*** EXCERPTED PASSAGE Section Begins ***

During the Cold War, scientific findings on health effects to nuclear fallout that contradicted the official narrative were typically censored. Scientists were not only punished for their work, they were also blacklisted — one example of this was  American anthropologist Earle Reynolds whose work for the Atomic Bomb Casualty Commission was censored in 1953 by the US government. His research showed that Japanese children who were exposed to fallout were not only smaller than their counterparts, but had less resistance to disease in general and were more susceptible to cancer, especially leukemia. The consequences of this censored history was examined in 1994 by the US Advisory Commission on Human Radiation Experimentation, which concluded that the radiation health literature of the Cold War years was a heavily sanitized and scripted version meant to reassure and pacify public protests while achieving military and economic agendas.

Decades of such control reinforced, again and again, the core message: Humans have evolved in a world where background radiation is present and is natural and beneficial at some level; any adverse heath effect of radiation exposure is the occasional and accidental result of high levels of exposure.

*** EXCERPTED PASSAGE Section Ends ***

= TRY IT =
Please write out the section of the passage on Cold War fallout censorship, starting at "Decades of such" and ending at "levels of exposure.". You won't need the listing.

*** SOURCE INFORMATION Section Begins ***

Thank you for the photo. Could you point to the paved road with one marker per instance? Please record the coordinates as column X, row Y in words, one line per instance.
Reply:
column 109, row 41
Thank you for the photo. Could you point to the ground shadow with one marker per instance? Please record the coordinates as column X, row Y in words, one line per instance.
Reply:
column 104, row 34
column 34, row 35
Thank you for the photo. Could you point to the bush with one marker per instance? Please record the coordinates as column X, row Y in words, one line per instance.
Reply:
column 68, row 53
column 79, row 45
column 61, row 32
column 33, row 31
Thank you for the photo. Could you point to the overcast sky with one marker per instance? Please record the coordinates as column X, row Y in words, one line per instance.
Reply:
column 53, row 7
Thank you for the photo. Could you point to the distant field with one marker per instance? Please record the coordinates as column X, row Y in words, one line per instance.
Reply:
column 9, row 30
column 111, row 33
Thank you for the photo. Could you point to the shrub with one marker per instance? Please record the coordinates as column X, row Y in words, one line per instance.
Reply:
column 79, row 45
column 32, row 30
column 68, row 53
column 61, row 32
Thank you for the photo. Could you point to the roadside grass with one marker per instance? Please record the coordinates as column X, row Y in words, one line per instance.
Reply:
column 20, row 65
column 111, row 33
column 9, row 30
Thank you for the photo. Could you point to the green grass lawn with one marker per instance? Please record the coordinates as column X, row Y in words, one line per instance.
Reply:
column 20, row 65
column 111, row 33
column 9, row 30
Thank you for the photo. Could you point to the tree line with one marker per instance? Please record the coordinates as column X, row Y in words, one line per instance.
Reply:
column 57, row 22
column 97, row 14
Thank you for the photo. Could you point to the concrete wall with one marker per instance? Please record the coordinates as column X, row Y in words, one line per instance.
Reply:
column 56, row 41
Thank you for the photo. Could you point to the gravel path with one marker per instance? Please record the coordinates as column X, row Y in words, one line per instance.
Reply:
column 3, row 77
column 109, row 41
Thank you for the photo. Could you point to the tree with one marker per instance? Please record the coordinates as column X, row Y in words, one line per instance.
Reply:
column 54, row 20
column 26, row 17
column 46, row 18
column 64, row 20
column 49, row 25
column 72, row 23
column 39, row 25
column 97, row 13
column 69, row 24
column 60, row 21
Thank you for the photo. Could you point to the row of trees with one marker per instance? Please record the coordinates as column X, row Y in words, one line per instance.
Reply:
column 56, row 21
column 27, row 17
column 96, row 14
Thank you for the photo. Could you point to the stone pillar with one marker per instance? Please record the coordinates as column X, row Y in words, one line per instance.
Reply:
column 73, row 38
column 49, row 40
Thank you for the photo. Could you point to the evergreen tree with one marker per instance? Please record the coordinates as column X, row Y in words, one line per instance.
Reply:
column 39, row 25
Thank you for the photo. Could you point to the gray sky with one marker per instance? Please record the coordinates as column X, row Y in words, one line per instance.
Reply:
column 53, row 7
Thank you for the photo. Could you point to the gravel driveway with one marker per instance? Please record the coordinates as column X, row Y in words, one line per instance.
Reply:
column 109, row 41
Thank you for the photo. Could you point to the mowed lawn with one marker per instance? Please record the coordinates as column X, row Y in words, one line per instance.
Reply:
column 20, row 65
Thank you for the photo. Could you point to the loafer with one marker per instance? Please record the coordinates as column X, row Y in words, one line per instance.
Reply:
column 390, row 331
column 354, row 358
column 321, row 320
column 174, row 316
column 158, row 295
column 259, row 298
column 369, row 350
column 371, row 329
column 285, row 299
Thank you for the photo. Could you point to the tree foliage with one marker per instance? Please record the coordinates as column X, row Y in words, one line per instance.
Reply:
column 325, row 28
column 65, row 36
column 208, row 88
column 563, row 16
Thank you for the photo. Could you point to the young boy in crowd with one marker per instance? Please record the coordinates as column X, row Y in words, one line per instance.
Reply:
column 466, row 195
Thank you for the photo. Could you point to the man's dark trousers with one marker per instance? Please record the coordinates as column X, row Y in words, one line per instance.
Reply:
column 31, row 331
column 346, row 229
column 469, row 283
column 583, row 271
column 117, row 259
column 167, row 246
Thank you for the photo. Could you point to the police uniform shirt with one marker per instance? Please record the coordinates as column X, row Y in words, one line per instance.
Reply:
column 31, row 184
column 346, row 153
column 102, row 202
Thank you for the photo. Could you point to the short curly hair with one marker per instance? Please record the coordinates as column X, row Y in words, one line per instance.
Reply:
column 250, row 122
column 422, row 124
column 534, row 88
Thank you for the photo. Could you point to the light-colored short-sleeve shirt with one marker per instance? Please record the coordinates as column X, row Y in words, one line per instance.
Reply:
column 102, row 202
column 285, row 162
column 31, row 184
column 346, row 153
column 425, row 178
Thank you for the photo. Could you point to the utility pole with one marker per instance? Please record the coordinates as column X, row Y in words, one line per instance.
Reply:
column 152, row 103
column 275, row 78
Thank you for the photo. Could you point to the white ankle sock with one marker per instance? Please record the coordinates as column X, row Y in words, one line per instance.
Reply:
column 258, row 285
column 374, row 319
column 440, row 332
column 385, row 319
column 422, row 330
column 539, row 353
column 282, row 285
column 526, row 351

*** SOURCE INFORMATION Section Ends ***

= TASK RESPONSE =
Decades of such control reinforced, again and again, the core message: Humans have evolved in a world where background radiation is present and is natural and beneficial at some level; any adverse heath effect of radiation exposure is the occasional and accidental result of high levels of exposure.